[Part of a data file]
● ● ● ●
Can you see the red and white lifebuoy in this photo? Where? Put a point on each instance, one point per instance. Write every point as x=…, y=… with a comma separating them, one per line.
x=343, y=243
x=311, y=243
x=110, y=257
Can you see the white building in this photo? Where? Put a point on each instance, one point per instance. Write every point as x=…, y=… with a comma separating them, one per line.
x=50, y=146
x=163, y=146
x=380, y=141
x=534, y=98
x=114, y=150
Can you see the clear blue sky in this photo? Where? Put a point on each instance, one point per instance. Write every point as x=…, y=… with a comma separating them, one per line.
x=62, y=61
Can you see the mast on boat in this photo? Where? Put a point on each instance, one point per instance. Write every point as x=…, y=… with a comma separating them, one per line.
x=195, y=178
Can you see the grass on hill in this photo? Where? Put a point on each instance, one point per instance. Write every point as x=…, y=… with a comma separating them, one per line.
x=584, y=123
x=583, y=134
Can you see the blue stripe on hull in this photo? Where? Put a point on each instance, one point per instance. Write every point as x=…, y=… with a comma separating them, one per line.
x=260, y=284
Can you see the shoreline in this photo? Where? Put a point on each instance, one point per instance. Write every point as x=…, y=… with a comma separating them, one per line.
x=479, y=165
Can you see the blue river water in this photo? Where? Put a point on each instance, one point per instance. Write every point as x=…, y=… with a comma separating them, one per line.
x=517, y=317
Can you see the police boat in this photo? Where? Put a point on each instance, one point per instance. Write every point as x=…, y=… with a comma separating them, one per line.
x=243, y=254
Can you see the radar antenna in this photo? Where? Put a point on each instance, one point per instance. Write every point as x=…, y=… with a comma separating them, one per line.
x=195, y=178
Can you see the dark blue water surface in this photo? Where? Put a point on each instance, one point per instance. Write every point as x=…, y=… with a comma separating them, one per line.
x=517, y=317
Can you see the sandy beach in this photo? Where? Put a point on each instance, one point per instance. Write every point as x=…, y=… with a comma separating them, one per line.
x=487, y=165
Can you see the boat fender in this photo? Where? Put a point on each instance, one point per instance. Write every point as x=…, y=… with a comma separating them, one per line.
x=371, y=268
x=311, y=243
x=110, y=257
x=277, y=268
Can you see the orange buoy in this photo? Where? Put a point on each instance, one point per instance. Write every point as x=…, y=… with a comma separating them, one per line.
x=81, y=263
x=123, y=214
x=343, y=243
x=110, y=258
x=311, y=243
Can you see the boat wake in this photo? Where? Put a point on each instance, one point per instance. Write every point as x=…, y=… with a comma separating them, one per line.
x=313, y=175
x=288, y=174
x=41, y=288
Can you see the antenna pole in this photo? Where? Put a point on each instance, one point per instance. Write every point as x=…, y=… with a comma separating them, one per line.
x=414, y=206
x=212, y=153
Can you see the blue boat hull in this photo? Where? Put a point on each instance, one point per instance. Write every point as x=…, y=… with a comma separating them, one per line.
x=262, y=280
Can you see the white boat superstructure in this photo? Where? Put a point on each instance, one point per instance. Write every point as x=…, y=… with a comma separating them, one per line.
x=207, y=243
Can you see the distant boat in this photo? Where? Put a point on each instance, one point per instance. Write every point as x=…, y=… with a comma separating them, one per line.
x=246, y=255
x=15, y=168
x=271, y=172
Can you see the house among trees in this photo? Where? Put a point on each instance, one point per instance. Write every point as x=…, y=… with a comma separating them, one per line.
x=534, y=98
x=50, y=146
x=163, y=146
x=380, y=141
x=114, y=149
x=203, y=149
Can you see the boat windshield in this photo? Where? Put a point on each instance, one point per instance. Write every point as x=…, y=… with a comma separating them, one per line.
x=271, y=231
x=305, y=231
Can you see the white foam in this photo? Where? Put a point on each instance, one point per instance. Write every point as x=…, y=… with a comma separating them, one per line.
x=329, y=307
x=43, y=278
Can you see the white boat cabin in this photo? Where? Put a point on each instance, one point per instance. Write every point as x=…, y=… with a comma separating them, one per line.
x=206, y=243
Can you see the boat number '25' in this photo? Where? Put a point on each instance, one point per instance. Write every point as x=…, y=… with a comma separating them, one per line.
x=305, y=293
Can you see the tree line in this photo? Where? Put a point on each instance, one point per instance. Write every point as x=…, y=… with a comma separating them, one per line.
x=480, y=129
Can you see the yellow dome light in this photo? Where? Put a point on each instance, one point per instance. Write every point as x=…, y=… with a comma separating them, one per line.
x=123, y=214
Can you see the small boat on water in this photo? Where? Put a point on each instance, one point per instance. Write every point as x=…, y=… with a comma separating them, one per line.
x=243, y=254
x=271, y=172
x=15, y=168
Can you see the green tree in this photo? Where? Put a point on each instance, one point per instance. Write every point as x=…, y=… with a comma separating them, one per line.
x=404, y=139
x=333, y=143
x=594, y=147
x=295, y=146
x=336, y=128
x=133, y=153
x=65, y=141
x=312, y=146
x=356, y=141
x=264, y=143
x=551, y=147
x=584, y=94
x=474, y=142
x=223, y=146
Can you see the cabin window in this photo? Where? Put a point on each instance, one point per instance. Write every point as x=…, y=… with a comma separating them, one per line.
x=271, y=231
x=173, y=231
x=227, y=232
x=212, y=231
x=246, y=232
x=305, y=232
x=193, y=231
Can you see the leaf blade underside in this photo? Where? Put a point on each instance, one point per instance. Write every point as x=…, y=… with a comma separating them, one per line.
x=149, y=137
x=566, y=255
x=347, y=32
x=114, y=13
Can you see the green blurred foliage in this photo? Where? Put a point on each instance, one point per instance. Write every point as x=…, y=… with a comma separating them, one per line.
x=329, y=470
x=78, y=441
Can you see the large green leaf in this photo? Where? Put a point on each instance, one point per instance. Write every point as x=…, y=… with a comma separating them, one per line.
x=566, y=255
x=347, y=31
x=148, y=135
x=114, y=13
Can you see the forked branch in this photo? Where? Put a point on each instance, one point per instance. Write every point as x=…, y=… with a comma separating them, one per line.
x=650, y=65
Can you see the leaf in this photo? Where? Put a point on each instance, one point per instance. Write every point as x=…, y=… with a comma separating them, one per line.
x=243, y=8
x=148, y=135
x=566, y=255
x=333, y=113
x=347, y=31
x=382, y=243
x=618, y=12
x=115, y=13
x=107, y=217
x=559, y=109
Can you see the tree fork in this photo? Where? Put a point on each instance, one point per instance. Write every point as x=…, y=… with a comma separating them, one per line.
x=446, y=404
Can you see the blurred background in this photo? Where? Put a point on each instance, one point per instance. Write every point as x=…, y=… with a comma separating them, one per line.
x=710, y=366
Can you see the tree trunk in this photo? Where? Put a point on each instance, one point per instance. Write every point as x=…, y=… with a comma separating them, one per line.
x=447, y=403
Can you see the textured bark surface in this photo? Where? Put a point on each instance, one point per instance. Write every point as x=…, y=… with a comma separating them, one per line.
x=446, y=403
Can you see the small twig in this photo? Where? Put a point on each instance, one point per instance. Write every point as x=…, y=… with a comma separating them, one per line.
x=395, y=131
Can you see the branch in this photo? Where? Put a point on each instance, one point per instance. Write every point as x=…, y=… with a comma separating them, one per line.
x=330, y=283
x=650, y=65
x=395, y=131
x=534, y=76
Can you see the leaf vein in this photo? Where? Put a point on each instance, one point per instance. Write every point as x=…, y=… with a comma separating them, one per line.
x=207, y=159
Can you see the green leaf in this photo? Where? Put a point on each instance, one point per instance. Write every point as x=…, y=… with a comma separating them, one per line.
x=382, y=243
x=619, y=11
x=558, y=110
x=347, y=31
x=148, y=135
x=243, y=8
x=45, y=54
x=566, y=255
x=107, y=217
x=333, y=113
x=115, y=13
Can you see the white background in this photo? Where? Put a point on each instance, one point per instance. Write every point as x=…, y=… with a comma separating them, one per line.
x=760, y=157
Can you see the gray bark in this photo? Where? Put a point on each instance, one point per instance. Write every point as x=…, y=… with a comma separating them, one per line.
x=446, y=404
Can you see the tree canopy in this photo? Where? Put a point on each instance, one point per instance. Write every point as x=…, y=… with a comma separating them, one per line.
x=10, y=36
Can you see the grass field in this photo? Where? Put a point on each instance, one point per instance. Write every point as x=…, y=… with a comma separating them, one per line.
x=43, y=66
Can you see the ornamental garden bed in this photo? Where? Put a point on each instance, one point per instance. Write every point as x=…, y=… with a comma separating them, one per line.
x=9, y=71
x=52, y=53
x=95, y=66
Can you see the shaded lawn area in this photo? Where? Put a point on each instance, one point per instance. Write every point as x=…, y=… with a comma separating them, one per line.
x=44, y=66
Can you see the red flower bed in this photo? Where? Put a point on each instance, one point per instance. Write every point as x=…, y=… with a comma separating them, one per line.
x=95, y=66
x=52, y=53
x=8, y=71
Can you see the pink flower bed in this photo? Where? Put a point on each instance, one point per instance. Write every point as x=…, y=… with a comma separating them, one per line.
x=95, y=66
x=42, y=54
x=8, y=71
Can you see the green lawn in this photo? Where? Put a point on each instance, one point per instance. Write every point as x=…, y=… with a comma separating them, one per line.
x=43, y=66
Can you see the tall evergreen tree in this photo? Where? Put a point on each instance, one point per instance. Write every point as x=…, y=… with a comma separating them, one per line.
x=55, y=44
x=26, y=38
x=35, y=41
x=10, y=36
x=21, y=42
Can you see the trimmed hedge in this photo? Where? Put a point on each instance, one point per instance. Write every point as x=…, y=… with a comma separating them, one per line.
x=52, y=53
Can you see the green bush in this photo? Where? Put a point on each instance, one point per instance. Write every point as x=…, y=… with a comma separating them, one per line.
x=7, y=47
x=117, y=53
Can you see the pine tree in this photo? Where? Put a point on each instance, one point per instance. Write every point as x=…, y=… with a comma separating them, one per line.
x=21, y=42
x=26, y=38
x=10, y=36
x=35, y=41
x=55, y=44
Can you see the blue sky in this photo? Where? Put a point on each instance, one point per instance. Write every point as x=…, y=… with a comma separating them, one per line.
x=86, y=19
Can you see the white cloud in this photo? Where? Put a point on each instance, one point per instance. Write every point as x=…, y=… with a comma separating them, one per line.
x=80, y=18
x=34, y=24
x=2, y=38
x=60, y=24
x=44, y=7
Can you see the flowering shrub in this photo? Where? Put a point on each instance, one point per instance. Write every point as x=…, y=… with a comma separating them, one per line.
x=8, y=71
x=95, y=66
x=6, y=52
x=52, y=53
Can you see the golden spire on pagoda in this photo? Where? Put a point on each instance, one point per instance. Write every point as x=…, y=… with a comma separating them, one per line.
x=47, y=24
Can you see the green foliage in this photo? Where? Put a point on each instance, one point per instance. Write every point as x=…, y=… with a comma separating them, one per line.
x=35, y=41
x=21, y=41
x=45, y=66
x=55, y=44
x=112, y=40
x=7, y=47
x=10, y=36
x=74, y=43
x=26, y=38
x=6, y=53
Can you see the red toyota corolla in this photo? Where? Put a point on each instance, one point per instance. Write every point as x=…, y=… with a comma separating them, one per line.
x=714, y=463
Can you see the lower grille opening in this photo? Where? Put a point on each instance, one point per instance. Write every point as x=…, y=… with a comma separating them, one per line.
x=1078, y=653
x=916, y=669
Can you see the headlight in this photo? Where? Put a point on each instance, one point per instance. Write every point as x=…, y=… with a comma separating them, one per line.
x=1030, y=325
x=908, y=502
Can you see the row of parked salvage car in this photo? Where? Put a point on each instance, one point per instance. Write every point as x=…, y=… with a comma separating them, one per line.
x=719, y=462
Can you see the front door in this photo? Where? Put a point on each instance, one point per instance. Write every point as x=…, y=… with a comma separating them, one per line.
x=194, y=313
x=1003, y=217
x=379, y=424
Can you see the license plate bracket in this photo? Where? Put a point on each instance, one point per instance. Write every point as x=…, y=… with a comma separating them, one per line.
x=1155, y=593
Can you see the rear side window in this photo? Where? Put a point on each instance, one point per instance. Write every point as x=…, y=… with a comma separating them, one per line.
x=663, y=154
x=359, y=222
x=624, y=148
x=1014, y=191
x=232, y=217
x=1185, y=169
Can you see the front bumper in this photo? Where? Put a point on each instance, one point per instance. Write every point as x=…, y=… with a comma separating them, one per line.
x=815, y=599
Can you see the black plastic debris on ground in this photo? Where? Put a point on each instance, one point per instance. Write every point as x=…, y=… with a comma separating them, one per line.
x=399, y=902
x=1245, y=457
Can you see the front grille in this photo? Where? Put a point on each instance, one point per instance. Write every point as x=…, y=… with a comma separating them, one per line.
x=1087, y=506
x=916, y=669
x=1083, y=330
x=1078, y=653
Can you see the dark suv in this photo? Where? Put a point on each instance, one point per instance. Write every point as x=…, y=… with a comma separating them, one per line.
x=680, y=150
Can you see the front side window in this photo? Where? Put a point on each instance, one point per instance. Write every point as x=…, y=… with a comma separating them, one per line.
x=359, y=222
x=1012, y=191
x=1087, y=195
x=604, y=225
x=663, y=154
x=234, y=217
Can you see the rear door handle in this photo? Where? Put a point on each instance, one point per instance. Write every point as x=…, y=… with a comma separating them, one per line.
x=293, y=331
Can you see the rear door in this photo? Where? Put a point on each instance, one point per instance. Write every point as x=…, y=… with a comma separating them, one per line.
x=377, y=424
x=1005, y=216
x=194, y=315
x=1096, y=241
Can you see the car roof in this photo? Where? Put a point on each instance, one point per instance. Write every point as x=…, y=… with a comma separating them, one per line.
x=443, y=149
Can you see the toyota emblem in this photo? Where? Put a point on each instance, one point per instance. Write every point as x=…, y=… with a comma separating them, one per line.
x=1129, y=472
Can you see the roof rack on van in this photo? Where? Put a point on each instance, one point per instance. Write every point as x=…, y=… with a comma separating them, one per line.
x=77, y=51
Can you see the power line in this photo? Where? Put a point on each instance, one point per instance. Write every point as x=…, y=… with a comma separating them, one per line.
● ● ● ●
Write the lines out verbatim, from the one with "Can you see the toyota" through the last line of the entries, and stop there.

Reply
Can you see the toyota emblem in this photo? Where? Put a point on each instance, one point per instance. Write every point as x=…, y=… with a comma separating them, one per line.
x=1129, y=472
Can you see the roof rack on van in this photo? Where? Put a point on each instance, one point per instance. Write every point as x=…, y=… with a comma separating them, one per line.
x=77, y=51
Can you see the power line in this photo? Where? Put a point on each instance, one point per instance. Write every point as x=…, y=… with a comma separating them, one per line.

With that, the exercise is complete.